Produce an exact copy of the lines from the line that contains "Target: person holding smartphone" to the end of the listing below.

begin Data in this exercise

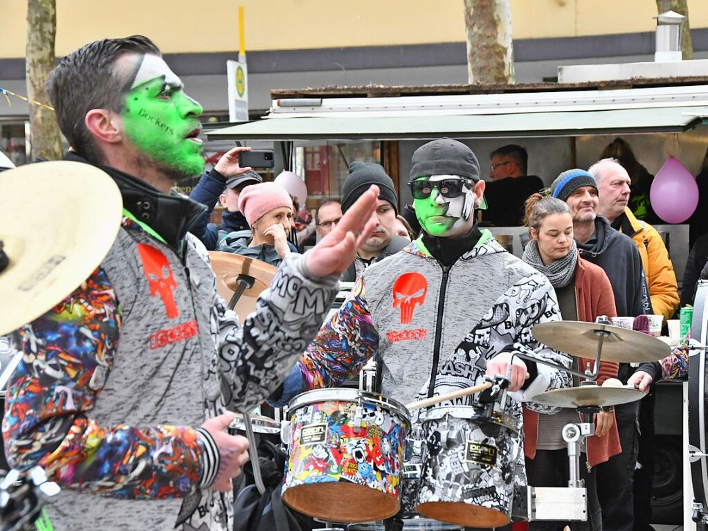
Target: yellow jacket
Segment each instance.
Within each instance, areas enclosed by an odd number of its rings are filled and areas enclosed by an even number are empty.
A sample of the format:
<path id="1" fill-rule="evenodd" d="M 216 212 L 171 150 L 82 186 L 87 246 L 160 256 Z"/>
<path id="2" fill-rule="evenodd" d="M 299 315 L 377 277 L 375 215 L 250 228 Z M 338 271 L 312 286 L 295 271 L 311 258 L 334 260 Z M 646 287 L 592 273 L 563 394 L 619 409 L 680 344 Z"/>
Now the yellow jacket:
<path id="1" fill-rule="evenodd" d="M 664 316 L 664 322 L 673 316 L 678 307 L 678 283 L 673 264 L 659 233 L 649 223 L 634 217 L 629 208 L 624 209 L 627 219 L 620 227 L 636 244 L 641 264 L 649 287 L 651 307 L 655 314 Z"/>

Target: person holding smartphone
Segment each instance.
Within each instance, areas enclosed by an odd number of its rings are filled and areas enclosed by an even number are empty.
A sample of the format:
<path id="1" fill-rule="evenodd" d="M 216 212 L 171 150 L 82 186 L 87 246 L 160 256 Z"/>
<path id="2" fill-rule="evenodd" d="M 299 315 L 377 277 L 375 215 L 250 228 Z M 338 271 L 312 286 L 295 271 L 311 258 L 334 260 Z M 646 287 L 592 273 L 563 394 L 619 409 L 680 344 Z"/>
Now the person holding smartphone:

end Data in this exercise

→ **Result for this task**:
Target: person holding smartphone
Segment each instance.
Within each instance, areas enclosed by an odd number of its rings are filled and areas enclosed by an even number are empty.
A sample of the format:
<path id="1" fill-rule="evenodd" d="M 216 212 L 171 150 L 82 186 L 87 246 L 160 256 Z"/>
<path id="2" fill-rule="evenodd" d="M 299 315 L 377 277 L 375 215 L 250 228 Z M 338 271 L 312 286 L 295 271 L 311 258 L 334 260 Z M 646 287 L 592 273 L 563 394 L 619 409 L 680 344 Z"/>
Now the person holding smartphone:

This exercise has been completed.